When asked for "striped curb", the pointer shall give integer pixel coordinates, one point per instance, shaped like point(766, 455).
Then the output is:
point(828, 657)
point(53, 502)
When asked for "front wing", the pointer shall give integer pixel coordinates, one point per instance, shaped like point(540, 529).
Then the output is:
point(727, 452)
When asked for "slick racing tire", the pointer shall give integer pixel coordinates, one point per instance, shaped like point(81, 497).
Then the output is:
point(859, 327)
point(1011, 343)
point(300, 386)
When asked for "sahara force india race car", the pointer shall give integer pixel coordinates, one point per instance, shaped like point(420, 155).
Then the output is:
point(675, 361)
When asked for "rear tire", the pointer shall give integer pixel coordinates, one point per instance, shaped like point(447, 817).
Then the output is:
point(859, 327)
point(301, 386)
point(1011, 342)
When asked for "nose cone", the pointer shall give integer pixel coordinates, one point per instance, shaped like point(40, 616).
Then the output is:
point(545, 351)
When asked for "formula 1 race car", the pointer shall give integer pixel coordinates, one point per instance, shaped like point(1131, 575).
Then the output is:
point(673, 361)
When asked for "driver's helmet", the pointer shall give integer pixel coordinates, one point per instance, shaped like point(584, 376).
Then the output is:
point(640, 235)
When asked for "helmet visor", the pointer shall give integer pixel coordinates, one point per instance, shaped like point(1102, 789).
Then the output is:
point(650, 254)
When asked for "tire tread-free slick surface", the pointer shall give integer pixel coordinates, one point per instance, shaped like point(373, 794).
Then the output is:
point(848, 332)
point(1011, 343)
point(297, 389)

Objective:
Reproduce all of the lines above word for word, without any changes.

Response below:
When asked for "striped curb", the pointer shall give integer pixel coordinates, one point per instance, shaped like point(766, 455).
Then the output is:
point(828, 657)
point(53, 502)
When asked for "front wing", the pointer shall give integer pixel coordinates, one point per instance, shaped like point(540, 529).
Then the output is:
point(727, 452)
When asked for "slick racing tire", the pointer shall give integer pixel coordinates, one point per instance, shaped like point(81, 497).
Then the output is:
point(859, 327)
point(1011, 343)
point(300, 386)
When asked for "sahara force india race car", the pointer shall give integer pixel coordinates, one point per instance, shaped like point(420, 155).
Then the output is:
point(675, 361)
When asked for "rear tire", the pointer shall give integer pixel coordinates, one point per instance, shaped like point(447, 817).
Then the output is:
point(859, 327)
point(301, 386)
point(1011, 342)
When asked for "nose cone", the pointer shall give integer pixel coordinates, one point per instance, shaped like point(40, 616).
Then the output is:
point(545, 351)
When asked for "formula 1 race car", the pointer shall give integer pixel coordinates, one point per instance, shaped like point(1131, 575).
Then the output is:
point(673, 361)
When asked for "driver's helmet", the pointer shall give integer pixel coordinates, one point per instance, shaped like point(584, 376).
Then the output is:
point(640, 235)
When asked for "helmet visor", the pointer shall give integer pixel coordinates, one point per instance, shaped like point(1102, 789).
Then the output is:
point(650, 254)
When asked for "tire tread-free slick surface", the pointer shall give integer pixel coordinates, one point per instance, shaped like point(373, 794).
Then the output is:
point(848, 332)
point(1011, 343)
point(297, 389)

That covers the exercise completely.